(EXCERPTED TEXT Opens)

1 result for (book:tps7 AND heading:"delet session decemb 16 1983" AND stemmed:move)
[... 11 paragraphs ...]
(3:43. Jane did some motions with her head and shoulders left leg and hip. Noises, not violent. I rubbed several spots on her neck, forehead and the crown of her head, and she responded with strong motions of her head then. They left her breathless, she said. Grunts and groans. Left foot moved more.
(I told Jane Margaret Bumbalo called me at 12:30, as I was getting ready to leave the house, and told me there were two does in her backyard—so I had to take a few minutes to watch them. They moved leisurely across Holley Road into our own driveway, nibbling at fallen sumac leaves and the bushes. Margaret is to visit Jane in a day or two.
[... 19 paragraphs ...]
(The session had run late. At 4:45, before I turned Jane on her side, Lynne came in to tell me I had a phone call at the nurse’s station. It was Catherine Murdock from social services. She said that next Tuesday at 1:00 PM one of the heads of placement at the Chemung County Infirmary a block away would be at 330 to interview Jane, with an assistant, and could I please be there too? I said sure. It seems that as a result of the call she’d received from Pete this morning, Mary Krebs had contacted the Infirmary. It seemed further that there might be a chance that a bed there was opening up. The thought was broached that Jane could be moved—nothing definite. This was the last thing I wanted to hear. Catherine said names could be moved up and down the Infirmary’s list—evidently Jane’s had been shifted several times when it was determined she was too ill to be moved. There was something about having a private nurse for 16 hours a day, if the staff there couldn’t take care of my wife. I said that was pointless and that we couldn’t afford it.
(I was already thinking that we didn’t want to move in any direction until the insurance matter was cleared up, lest it appear that we were running scared. If we moved now, I thought, we might end up stuck with a bill for $50,000, if the insurance refused to cover it under our old setup. I knew I’d be calling Pete first thing Monday to tell him about this. I also knew there were few private rooms in the Infirmary, and that if we lost our privacy it would interfere greatly with our work together—and that the creative work is as much a part of therapy as anything else. Why did this have to happen now? I wondered as I hung up, just when it seems we might get somewhere. But actually, this latest twist was a result of our trying to get somewhere, and might actually work to our benefit with the insurance company, once they were told that my wife couldn’t be moved. That was the message I want to get across to them, with Pete’s help.
(“I’m not moving anywhere,” Jane announced adamantly when I tried to explain about the call. And maybe that stand was a good one, I thought, since it was definite. Seth can comment. I told Jane I thought the whole thing was one more piece of the puzzle falling into place—that above all I didn’t want her to worry, to just forget it. “I’m not going anywhere,” she stated again.

(EXCERPTED TEXT Closes)

ACTION ITEM A:
Do these statements agree with the session notes? Answer yes or no for each, quoting the words that decide it. (i) Margaret Bumbalo saw two does in her backyard. (ii) The Infirmary interview was set for next Tuesday at 3:00 PM. (iii) Jane agreed to be moved to the Infirmary.
ACTION ITEM B:
Write out the part of the session notes that opens with the words containing "1 result for" and closes with "foot moved more.".
The records are separate material, apart from the session notes.

(DATA UNDER STUDY Opens)

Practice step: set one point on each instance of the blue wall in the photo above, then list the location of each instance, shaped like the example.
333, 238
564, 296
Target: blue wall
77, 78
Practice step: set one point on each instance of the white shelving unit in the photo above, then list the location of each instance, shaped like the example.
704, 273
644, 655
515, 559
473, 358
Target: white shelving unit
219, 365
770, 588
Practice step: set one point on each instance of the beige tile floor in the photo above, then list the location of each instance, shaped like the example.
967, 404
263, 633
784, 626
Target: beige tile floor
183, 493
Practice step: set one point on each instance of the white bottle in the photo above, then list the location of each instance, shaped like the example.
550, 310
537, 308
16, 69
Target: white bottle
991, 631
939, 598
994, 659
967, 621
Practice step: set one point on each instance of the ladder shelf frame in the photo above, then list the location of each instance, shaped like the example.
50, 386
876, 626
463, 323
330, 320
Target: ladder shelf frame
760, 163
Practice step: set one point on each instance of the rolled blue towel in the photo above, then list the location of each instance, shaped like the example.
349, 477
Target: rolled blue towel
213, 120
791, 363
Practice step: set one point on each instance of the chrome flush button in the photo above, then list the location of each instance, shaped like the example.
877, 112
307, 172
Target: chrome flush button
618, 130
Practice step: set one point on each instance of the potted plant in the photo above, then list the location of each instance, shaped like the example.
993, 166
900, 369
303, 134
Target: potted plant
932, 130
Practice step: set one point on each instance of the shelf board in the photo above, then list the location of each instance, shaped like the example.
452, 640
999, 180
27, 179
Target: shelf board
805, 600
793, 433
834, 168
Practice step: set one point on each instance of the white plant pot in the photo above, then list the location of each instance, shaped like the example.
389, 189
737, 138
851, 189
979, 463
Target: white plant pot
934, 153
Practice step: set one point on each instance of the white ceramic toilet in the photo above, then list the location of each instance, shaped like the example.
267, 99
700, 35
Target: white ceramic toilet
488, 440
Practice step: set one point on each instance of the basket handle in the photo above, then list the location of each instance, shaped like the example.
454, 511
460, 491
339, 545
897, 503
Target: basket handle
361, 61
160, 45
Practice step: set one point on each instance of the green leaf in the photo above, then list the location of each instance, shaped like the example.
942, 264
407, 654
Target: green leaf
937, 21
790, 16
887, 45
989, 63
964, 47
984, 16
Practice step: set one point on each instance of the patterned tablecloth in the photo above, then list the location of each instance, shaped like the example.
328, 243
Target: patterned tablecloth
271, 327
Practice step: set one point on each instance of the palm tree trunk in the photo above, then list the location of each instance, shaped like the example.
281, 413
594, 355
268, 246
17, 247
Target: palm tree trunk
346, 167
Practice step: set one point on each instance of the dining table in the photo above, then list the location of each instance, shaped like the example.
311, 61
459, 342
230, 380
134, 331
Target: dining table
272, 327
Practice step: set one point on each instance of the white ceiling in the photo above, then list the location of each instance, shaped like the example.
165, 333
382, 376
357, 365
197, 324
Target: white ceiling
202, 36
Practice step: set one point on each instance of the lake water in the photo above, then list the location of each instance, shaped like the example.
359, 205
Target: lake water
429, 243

(DATA UNDER STUDY Closes)
(DATA UNDER STUDY Opens)

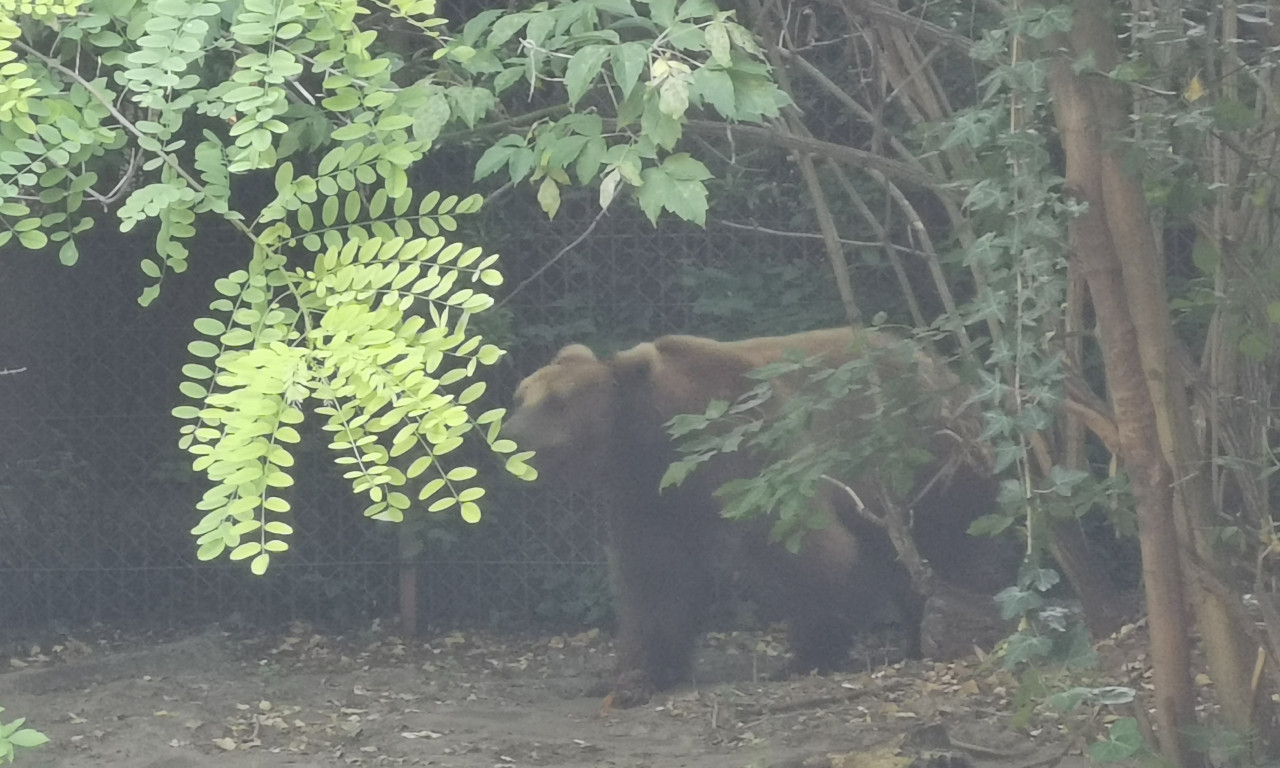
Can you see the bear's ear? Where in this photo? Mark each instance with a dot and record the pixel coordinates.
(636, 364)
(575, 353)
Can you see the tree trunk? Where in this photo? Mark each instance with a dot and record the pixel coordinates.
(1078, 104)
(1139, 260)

(DATA UNDER STUDY Closes)

EXERCISE SOLUTION A:
(i) Yes: "there were two does in her backyard"
(ii) No: "next Tuesday at 1:00 PM"
(iii) No: "“I’m not moving anywhere,” Jane announced adamantly"

EXERCISE SOLUTION B:
1 result for (book:tps7 AND heading:"delet session decemb 16 1983" AND stemmed:move)
[... 11 paragraphs ...]
(3:43. Jane did some motions with her head and shoulders left leg and hip. Noises, not violent. I rubbed several spots on her neck, forehead and the crown of her head, and she responded with strong motions of her head then. They left her breathless, she said. Grunts and groans. Left foot moved more.